> Given records
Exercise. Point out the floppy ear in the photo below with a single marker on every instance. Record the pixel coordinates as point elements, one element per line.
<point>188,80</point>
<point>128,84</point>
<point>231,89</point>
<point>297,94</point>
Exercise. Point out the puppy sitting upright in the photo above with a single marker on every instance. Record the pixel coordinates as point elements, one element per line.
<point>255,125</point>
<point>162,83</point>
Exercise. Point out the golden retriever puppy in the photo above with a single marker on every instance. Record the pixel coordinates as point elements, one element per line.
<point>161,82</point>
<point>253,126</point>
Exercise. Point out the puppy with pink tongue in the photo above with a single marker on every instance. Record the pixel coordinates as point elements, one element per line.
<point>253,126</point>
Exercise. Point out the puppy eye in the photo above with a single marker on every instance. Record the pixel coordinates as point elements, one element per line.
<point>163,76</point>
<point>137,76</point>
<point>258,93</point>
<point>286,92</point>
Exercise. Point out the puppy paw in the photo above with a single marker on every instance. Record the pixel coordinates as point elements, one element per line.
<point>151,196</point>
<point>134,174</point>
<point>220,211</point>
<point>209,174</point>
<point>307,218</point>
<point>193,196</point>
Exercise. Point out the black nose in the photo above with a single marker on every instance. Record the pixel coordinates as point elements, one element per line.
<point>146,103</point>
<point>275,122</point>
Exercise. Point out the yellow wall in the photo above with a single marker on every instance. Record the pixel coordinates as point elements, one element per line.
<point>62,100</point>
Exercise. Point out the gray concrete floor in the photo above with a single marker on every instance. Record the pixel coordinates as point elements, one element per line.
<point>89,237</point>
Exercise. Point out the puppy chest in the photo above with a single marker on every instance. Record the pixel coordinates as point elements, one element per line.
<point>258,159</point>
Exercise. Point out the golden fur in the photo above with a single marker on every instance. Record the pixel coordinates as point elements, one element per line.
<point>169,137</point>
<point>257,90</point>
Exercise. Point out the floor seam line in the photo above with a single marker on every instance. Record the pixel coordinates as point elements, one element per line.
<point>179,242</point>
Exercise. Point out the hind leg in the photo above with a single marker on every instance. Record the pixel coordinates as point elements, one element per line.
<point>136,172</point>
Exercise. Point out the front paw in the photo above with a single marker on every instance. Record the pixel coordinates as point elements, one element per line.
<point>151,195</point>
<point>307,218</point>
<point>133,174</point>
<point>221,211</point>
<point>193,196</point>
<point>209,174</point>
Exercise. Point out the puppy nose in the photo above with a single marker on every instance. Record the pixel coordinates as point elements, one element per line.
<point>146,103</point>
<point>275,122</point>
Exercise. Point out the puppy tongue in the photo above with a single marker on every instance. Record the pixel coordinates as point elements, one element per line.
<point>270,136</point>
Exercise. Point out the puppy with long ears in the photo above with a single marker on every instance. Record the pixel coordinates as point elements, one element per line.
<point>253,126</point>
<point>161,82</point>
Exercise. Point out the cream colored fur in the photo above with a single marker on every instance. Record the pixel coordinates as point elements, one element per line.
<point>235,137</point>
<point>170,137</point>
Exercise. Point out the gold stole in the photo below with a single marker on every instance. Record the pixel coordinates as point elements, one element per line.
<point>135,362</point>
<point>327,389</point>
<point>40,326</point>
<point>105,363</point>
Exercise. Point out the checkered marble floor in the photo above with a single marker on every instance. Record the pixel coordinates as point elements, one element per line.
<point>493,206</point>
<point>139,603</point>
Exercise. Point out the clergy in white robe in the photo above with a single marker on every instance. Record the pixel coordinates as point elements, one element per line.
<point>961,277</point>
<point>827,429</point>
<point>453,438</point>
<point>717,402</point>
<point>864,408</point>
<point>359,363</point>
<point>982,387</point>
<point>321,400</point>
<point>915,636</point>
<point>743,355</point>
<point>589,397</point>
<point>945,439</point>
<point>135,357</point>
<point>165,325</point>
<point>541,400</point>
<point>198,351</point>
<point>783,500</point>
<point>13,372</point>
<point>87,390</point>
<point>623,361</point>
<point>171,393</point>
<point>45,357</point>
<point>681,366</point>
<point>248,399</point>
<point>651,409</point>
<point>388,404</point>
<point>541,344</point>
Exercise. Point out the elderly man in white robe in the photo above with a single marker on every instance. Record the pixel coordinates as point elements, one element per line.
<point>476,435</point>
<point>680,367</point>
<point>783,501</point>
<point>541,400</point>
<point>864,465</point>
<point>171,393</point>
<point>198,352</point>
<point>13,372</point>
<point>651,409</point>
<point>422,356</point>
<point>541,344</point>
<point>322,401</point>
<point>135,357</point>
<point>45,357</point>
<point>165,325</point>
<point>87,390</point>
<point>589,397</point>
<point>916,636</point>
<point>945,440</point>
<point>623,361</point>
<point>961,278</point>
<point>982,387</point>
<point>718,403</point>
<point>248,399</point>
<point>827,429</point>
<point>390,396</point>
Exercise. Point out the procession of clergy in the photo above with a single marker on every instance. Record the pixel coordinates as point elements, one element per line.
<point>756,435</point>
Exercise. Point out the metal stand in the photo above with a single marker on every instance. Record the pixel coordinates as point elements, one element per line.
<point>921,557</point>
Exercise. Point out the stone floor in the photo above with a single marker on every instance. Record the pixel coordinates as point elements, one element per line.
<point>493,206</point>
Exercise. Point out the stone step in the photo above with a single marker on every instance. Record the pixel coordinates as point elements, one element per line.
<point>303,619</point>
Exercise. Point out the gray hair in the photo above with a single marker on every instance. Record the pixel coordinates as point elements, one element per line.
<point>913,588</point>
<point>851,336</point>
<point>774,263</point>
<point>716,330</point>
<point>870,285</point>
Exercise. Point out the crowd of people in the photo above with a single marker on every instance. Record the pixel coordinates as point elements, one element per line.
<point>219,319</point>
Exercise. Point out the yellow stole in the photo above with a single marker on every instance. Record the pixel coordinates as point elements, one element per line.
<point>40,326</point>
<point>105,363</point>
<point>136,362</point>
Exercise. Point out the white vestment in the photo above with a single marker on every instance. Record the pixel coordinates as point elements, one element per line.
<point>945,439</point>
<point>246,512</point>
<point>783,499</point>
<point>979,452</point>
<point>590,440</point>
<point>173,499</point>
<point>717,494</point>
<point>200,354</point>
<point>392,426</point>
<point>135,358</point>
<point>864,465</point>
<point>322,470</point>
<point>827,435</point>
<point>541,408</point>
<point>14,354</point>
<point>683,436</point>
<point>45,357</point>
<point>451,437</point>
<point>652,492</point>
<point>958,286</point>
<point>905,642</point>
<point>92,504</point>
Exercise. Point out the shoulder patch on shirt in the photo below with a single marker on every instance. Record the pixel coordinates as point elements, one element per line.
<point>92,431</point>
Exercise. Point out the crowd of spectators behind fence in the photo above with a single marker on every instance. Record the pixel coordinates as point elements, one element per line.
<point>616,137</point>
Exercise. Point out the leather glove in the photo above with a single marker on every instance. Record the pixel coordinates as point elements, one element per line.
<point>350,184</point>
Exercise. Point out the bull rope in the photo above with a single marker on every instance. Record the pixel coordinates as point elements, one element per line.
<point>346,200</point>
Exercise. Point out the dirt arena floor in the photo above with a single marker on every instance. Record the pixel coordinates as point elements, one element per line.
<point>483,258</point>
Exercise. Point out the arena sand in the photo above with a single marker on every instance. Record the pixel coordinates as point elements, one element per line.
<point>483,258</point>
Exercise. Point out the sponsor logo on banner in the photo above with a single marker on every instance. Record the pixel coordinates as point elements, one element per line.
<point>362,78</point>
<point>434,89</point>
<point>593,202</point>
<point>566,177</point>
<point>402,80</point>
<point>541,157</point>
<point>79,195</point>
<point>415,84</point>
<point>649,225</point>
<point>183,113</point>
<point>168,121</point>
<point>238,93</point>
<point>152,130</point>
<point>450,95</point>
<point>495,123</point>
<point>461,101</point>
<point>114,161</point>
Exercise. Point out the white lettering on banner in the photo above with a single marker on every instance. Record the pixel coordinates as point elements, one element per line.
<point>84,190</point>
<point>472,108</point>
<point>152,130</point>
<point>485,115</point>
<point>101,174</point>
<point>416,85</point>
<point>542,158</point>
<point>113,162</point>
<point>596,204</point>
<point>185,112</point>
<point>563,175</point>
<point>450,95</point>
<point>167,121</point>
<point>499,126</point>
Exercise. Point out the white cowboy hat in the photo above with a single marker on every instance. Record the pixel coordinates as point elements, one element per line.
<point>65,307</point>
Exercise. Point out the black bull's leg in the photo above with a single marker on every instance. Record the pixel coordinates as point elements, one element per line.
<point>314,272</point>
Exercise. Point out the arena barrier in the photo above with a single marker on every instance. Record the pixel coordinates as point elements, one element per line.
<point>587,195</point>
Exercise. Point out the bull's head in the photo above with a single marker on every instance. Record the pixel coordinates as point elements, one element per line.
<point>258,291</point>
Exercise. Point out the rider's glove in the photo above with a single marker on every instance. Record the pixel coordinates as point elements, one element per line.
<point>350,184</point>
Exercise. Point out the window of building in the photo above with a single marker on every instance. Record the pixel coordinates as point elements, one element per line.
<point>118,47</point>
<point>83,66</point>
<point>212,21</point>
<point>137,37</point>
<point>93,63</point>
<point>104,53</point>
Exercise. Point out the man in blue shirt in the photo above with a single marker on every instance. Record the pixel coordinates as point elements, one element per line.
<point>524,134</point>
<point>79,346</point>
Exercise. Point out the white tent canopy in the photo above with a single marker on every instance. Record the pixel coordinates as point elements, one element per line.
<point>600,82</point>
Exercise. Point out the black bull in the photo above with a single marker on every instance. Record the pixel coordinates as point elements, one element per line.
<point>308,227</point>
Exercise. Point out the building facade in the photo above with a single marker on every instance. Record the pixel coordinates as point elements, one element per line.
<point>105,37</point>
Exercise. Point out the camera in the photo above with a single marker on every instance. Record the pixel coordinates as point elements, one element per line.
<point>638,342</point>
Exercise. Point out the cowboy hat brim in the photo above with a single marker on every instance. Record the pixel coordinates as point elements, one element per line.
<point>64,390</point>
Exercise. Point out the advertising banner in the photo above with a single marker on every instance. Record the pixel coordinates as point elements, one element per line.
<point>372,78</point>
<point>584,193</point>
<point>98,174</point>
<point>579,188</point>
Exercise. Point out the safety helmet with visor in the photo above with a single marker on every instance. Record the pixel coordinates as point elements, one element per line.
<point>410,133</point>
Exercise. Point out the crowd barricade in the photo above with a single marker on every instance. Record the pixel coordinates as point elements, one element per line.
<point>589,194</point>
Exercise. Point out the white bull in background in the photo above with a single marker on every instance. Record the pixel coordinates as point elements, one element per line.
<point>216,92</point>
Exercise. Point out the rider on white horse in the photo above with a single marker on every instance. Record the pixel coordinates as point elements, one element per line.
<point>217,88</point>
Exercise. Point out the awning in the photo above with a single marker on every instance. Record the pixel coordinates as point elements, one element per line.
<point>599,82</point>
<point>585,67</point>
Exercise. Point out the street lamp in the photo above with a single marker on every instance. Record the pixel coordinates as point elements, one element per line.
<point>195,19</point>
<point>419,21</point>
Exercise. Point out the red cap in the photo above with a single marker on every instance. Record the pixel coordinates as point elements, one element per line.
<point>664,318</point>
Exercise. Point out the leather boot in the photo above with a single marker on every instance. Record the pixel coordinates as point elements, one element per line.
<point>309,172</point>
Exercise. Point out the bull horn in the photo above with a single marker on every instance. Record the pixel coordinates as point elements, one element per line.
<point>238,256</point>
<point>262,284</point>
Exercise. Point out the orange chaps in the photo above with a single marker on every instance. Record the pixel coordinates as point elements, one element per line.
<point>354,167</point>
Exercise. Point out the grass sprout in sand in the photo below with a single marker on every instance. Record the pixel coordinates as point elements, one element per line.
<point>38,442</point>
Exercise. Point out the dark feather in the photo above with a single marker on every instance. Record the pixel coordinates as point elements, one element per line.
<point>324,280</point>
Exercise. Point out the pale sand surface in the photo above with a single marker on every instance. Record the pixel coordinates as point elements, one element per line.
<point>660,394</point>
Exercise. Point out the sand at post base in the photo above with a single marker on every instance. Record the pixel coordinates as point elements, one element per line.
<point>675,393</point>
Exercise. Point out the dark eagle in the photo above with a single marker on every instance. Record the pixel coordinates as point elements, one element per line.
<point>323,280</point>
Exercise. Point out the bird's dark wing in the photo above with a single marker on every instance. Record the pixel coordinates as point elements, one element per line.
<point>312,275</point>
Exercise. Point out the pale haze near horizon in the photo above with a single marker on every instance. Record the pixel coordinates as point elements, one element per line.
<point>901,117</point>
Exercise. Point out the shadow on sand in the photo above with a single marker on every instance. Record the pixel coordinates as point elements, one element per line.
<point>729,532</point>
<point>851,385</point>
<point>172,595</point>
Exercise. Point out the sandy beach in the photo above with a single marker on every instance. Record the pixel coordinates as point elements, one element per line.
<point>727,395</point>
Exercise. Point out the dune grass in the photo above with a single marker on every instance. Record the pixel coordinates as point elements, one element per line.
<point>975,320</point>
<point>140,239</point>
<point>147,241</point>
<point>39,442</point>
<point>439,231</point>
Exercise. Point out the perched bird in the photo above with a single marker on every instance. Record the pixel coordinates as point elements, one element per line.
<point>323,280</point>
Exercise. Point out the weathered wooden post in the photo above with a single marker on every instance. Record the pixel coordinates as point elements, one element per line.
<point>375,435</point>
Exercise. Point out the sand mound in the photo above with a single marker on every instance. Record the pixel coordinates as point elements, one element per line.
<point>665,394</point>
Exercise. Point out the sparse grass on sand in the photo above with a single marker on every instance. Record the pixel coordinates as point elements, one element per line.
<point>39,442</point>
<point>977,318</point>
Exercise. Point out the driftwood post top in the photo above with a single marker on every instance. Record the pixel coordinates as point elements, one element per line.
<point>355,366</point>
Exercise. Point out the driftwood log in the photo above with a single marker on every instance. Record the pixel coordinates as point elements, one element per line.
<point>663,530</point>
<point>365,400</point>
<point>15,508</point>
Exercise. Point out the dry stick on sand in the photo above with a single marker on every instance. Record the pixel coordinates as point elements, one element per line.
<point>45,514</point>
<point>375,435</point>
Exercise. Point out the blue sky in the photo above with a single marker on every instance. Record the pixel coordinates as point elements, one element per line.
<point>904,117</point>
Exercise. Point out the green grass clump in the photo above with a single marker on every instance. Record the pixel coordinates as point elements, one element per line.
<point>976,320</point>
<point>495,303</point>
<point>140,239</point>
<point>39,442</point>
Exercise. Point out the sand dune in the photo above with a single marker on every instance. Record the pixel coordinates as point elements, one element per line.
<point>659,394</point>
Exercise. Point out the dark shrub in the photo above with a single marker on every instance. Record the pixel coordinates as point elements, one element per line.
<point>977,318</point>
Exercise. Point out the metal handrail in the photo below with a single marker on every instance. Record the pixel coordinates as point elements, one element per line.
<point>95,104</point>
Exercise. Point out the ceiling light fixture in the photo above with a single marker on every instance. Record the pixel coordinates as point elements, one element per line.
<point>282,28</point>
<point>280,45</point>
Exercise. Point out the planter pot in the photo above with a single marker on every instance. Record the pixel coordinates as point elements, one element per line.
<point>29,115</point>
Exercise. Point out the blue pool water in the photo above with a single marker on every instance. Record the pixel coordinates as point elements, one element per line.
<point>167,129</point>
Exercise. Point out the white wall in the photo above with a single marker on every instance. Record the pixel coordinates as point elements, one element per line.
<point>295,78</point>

> What to produce
Print, exactly as given, the lines from the one with "Exercise. Point out the ceiling" through the last line of the material above, and no others.

> Solution below
Exercise. Point out the ceiling light fixture in the photo above with a single marker on every instance. Record the pixel coordinates as point elements, one element per line.
<point>282,28</point>
<point>280,45</point>
Exercise. Point out the planter pot in the photo above with a single marker on every instance. Record the pixel coordinates as point elements, one element per line.
<point>29,115</point>
Exercise. Point out the blue pool water in the photo above with a single marker on every instance. Record the pixel coordinates as point elements, one element per line.
<point>167,129</point>
Exercise. Point out the white wall in the photo above with a single marker on every instance. Record the pixel coordinates as point elements, one element per line.
<point>295,78</point>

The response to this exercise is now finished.